■ The exercise
Reproduce every line below, starting with the line that contains "Can you see the finger?" and going on through the last line, and shift each coordinate in the answers up by 108 while leaving everything else unchanged.

Items from a data source
┌──
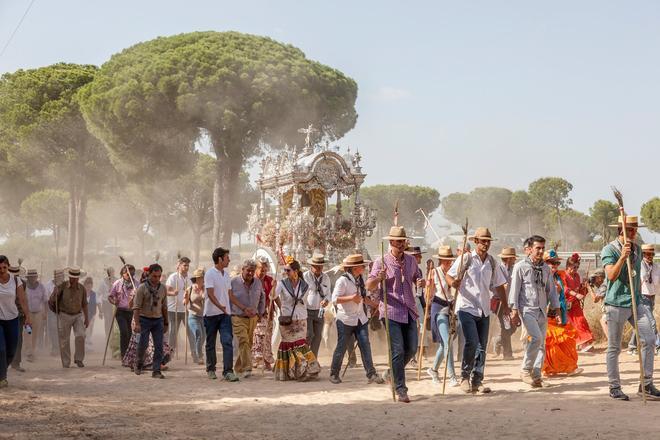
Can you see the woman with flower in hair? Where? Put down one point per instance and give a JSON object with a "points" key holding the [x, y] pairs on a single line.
{"points": [[575, 294], [295, 360]]}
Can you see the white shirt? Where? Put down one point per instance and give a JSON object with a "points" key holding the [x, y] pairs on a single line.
{"points": [[349, 313], [220, 283], [8, 309], [313, 299], [650, 286], [474, 291], [179, 283], [287, 301]]}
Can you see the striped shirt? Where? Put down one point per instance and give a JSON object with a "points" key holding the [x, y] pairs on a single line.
{"points": [[401, 277]]}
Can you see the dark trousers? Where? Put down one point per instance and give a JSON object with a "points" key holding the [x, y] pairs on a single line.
{"points": [[314, 331], [9, 331], [403, 338], [475, 330], [361, 332], [214, 325], [155, 328], [16, 362], [124, 319]]}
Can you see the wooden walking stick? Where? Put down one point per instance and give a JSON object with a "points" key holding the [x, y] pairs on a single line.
{"points": [[452, 315], [387, 323], [619, 198], [427, 292]]}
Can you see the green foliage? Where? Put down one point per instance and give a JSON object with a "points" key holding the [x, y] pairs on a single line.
{"points": [[603, 213], [651, 214], [411, 198]]}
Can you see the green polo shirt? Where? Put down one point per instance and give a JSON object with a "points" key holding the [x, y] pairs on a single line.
{"points": [[618, 291]]}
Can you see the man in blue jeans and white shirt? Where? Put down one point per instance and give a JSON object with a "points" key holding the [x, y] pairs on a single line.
{"points": [[478, 276], [217, 316], [350, 297], [532, 289]]}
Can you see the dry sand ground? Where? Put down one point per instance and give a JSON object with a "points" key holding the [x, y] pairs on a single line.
{"points": [[110, 402]]}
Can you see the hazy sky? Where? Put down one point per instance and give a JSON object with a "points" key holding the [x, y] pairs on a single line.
{"points": [[451, 94]]}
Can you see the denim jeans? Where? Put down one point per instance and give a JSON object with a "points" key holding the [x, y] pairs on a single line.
{"points": [[8, 341], [361, 332], [124, 319], [616, 318], [314, 331], [475, 330], [536, 325], [214, 325], [444, 345], [155, 328], [650, 303], [403, 338], [196, 336]]}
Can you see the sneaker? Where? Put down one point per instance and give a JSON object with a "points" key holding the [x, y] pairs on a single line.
{"points": [[526, 377], [402, 397], [375, 378], [616, 393], [465, 386], [652, 393], [434, 375], [231, 377]]}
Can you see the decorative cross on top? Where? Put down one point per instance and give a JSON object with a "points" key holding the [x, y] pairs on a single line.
{"points": [[308, 143]]}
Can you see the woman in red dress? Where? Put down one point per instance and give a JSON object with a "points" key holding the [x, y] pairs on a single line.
{"points": [[575, 294]]}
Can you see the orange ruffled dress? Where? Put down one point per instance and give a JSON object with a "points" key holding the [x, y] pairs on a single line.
{"points": [[560, 350]]}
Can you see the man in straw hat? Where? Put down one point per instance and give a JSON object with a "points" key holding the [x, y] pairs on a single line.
{"points": [[400, 274], [350, 297], [618, 307], [532, 290], [650, 287], [317, 300], [69, 301], [502, 342], [474, 284]]}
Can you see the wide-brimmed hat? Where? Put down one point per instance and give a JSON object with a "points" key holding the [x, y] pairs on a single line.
{"points": [[508, 253], [414, 250], [397, 233], [631, 220], [551, 255], [445, 253], [354, 261], [648, 248], [317, 260], [482, 234], [198, 273]]}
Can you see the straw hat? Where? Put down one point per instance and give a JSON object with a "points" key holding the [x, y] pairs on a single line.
{"points": [[482, 234], [397, 233], [445, 253], [317, 260], [198, 273], [551, 255], [631, 220], [508, 253], [414, 250], [354, 261], [648, 248]]}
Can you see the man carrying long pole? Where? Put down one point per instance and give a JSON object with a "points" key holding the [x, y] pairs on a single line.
{"points": [[622, 262], [398, 272]]}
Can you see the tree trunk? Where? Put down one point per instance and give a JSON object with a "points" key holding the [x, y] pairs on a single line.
{"points": [[71, 234], [81, 210]]}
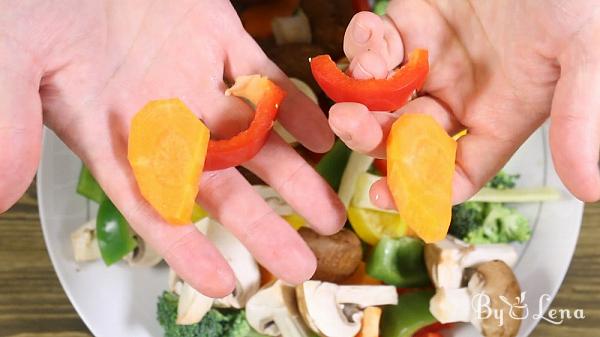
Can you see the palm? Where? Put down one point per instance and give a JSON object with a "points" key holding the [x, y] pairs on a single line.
{"points": [[117, 55], [497, 68]]}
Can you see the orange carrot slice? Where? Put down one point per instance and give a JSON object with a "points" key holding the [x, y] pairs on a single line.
{"points": [[421, 156], [370, 322], [167, 147]]}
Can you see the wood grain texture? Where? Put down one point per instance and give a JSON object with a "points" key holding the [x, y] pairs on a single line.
{"points": [[32, 302]]}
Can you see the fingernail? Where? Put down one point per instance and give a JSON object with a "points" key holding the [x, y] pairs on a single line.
{"points": [[361, 34], [359, 72]]}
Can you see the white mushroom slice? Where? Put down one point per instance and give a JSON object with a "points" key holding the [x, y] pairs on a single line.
{"points": [[447, 259], [367, 296], [273, 199], [241, 262], [85, 243], [175, 283], [495, 286], [448, 305], [143, 255], [332, 310], [192, 306], [273, 311]]}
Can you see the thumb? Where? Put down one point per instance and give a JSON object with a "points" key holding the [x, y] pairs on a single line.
{"points": [[575, 127], [20, 123]]}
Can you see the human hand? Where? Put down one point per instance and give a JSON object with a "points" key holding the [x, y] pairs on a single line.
{"points": [[84, 68], [497, 68]]}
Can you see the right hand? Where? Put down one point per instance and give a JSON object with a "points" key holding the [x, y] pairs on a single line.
{"points": [[497, 68]]}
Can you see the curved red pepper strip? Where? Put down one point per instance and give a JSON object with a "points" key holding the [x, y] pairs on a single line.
{"points": [[242, 147], [432, 329], [361, 5], [377, 94]]}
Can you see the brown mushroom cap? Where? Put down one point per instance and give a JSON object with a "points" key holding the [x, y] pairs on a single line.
{"points": [[337, 255], [496, 279]]}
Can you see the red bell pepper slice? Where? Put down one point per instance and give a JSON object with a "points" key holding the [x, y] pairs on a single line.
{"points": [[267, 98], [377, 94]]}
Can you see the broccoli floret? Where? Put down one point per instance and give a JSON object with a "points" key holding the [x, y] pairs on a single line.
{"points": [[503, 181], [501, 224], [467, 217], [167, 314], [216, 323]]}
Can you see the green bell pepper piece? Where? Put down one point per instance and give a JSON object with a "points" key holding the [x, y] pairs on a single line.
{"points": [[115, 237], [399, 262], [88, 187], [331, 166], [410, 315]]}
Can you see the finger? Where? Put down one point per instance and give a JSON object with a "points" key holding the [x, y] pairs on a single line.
{"points": [[20, 123], [575, 129], [368, 65], [421, 25], [228, 197], [300, 185], [360, 129], [187, 251], [368, 32], [366, 132], [298, 114]]}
└──
■ Response to this task
Can you see the finger? Where? Put down one point per instance and give a JSON object with a "points" key holding the [x, y] pairs on a single line.
{"points": [[128, 231], [683, 237], [476, 173], [529, 133], [336, 305], [408, 293], [468, 237], [295, 359], [476, 140], [474, 240], [406, 222]]}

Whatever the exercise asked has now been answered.